[Object location annotation data]
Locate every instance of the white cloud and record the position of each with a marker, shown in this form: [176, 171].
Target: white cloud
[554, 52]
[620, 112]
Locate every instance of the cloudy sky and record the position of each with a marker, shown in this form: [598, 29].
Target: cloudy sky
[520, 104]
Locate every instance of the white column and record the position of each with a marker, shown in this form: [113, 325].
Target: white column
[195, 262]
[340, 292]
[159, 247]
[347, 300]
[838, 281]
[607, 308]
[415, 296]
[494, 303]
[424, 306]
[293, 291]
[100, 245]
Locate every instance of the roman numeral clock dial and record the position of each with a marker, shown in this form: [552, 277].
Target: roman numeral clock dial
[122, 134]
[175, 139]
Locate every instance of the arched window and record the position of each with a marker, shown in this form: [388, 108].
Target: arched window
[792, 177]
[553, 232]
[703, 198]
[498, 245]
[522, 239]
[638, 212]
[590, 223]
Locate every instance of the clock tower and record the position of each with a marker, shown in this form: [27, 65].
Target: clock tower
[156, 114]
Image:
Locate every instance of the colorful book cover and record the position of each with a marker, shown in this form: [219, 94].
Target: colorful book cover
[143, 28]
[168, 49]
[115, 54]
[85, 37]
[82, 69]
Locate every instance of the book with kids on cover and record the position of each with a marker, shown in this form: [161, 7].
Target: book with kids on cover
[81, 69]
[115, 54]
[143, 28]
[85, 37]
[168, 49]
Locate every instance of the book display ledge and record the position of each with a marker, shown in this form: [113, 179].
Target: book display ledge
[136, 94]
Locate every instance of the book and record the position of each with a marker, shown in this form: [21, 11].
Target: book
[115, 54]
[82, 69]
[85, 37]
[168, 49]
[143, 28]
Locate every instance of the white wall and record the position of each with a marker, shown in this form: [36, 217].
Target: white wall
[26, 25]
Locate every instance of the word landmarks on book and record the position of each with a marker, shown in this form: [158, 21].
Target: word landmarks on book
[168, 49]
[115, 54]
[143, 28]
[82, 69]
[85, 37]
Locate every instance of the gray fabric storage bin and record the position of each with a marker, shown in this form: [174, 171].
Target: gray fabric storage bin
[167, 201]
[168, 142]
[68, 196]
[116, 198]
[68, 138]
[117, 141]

▸ **TASK GOAL**
Scale the lines beginning with the one that contains "Locate every instance of the book and" and continuing through the end of the items. Reproduce every line, requests included, but multiply each answer coordinate by 1.1 and round to the nearest whole number, with halves rounded up; leave the numbers in the requests and their format samples unchanged.

▸ **WORKED SOLUTION**
Locate every instance of the book and record the position of each with a marker, shown in this form: [21, 11].
Target: book
[127, 59]
[90, 76]
[94, 41]
[185, 54]
[157, 31]
Locate every instance of the white wall and record the position of each with a marker, shown in this form: [36, 217].
Target: white wall
[29, 28]
Locate every instance of the word landmarks on book and record the position of each with a marker, shown in this form: [158, 21].
Target: word landmarks on book
[185, 54]
[127, 59]
[157, 31]
[90, 76]
[94, 41]
Locate every instance of the gray fabric storage bin and record the position of each with a marker, shown in this form: [174, 171].
Target: gray fabric storage bin
[184, 221]
[185, 156]
[75, 216]
[128, 218]
[75, 152]
[129, 155]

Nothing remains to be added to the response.